THE INPUT:
+---+
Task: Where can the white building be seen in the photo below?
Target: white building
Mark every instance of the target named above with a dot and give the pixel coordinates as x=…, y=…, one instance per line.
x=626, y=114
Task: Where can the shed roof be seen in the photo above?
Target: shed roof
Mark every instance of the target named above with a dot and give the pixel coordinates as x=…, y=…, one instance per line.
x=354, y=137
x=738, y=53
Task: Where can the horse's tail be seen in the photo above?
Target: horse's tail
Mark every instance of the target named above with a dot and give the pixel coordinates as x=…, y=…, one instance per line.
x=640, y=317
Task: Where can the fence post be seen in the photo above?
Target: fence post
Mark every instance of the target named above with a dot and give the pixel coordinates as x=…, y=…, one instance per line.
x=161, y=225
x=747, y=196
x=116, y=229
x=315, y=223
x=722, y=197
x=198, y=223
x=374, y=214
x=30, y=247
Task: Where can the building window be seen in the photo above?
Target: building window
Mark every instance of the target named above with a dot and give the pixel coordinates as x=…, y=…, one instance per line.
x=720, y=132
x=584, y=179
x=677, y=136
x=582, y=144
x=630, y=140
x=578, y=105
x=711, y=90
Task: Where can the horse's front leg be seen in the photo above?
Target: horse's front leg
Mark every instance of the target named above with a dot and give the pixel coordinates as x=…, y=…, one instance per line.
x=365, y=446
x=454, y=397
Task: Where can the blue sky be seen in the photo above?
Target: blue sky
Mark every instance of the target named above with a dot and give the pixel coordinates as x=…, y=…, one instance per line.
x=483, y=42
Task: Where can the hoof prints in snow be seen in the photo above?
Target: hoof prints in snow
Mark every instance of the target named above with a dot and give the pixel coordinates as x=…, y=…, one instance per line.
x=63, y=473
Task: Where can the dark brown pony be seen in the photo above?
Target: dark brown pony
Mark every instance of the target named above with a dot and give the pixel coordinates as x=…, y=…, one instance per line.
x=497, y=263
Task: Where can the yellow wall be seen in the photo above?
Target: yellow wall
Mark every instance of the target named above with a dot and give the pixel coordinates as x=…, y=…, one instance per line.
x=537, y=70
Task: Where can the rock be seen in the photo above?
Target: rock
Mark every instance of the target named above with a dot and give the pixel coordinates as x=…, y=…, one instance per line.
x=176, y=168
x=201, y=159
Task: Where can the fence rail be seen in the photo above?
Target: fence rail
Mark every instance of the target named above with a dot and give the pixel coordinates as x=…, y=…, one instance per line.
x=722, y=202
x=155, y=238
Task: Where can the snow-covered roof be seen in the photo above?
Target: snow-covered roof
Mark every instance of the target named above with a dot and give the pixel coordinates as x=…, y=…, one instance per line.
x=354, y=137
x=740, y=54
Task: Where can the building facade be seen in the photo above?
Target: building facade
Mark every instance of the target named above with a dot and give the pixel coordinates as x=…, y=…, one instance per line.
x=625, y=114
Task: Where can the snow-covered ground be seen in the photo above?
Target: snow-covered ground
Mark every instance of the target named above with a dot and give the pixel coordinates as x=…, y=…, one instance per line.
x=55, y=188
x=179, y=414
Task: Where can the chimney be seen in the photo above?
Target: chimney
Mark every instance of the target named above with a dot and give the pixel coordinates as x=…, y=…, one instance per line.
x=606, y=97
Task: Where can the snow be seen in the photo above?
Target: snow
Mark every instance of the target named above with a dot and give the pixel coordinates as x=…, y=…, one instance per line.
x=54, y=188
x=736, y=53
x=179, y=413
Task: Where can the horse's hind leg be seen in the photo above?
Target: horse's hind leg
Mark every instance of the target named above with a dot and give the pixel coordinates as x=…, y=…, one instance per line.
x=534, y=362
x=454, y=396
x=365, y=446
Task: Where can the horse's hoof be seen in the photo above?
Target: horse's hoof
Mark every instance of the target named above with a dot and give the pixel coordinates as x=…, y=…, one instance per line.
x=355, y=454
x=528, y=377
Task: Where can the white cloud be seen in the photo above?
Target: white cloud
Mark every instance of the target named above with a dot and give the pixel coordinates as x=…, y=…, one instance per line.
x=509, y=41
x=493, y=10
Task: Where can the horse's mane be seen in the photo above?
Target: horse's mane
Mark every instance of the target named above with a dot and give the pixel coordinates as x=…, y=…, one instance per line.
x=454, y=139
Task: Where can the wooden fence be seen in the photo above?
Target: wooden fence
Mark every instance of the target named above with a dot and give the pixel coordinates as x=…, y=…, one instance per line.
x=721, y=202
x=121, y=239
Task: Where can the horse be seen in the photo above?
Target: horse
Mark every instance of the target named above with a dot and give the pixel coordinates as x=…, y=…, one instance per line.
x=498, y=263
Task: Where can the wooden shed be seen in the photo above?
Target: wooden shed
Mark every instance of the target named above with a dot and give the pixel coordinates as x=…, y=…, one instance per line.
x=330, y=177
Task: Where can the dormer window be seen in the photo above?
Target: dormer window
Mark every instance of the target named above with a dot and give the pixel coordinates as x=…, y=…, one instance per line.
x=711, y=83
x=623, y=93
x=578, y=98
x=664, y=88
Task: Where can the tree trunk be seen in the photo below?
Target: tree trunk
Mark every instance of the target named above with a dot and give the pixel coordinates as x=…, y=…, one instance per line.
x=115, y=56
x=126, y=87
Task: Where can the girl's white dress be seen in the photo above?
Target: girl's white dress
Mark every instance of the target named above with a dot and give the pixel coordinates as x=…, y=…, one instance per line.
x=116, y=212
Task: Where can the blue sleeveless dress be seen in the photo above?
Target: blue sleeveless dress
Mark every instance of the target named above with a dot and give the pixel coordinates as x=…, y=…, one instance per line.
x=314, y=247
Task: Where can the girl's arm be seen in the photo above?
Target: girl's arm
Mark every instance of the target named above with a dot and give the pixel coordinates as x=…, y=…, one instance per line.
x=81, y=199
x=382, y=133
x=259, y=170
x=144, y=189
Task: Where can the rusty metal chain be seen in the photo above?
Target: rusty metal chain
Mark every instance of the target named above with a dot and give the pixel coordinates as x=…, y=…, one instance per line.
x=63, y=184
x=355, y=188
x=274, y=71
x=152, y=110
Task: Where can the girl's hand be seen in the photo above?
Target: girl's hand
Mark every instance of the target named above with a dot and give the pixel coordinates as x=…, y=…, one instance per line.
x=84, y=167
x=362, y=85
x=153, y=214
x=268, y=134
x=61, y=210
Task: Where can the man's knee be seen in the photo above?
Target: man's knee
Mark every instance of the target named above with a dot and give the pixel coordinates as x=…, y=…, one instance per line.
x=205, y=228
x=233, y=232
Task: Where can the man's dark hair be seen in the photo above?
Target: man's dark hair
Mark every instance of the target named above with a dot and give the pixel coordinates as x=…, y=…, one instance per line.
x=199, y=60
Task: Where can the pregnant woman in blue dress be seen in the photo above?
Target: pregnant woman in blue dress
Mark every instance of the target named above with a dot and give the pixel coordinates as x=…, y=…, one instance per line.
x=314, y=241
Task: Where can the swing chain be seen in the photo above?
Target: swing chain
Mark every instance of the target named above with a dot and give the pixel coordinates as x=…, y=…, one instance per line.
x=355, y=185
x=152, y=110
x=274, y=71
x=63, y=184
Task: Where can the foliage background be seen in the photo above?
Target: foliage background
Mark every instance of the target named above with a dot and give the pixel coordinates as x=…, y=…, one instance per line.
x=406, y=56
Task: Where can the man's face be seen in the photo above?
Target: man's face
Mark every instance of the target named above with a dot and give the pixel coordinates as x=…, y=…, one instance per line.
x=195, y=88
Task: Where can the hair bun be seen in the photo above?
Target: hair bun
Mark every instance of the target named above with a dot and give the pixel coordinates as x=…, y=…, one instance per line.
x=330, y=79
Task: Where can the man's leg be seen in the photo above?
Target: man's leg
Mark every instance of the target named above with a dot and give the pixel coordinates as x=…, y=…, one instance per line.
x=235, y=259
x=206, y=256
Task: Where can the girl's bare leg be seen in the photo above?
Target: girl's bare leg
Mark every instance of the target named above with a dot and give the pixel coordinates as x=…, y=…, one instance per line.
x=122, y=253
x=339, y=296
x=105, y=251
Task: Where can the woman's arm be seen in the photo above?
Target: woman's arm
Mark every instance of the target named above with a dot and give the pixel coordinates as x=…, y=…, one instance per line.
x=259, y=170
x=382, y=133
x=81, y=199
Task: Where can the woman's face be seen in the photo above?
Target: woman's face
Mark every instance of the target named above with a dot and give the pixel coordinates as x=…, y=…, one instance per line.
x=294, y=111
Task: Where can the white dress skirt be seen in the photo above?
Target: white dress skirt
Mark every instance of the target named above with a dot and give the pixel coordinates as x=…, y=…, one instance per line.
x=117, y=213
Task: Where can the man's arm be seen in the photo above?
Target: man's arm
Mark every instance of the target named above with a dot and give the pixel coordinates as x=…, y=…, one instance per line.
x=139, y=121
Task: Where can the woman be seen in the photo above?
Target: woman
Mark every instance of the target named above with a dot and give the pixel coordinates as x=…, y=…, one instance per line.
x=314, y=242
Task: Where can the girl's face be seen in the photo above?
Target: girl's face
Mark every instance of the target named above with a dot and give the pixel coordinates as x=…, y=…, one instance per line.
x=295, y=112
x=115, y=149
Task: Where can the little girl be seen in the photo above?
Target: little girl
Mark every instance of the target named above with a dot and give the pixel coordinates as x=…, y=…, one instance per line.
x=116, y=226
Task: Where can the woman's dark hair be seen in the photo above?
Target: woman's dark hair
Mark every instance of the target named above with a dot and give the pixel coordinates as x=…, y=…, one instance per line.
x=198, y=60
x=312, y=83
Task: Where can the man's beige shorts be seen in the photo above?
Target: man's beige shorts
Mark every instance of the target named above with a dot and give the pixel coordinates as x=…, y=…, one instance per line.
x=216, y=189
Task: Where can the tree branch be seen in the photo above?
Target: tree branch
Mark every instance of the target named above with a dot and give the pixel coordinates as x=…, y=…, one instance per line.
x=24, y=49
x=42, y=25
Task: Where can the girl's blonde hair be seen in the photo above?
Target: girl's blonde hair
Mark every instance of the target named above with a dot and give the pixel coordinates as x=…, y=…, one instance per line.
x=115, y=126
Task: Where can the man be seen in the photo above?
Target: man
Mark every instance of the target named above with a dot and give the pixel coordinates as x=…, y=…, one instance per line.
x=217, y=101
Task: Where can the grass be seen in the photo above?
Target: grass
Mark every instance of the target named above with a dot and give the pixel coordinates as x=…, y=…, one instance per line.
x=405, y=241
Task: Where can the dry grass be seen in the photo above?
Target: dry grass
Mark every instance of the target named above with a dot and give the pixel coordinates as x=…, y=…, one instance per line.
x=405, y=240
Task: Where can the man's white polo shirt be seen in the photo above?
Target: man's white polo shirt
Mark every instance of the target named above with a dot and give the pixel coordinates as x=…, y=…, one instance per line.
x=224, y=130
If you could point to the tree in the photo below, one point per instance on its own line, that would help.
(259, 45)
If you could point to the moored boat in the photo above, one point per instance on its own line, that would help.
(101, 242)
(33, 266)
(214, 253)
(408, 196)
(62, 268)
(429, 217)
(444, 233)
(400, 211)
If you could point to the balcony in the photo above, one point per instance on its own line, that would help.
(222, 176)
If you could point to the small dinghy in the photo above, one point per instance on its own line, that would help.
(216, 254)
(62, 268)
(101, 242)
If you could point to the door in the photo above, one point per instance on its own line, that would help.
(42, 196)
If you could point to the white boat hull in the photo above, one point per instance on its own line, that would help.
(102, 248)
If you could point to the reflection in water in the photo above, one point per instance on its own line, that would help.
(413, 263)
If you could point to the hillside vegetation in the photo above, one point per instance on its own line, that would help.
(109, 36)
+---+
YOUR GOAL:
Return, from the data, each line where the string "branch" occurs.

ANSWER SECTION:
Task: Where can the tree branch be seen in the photo above?
Target: tree branch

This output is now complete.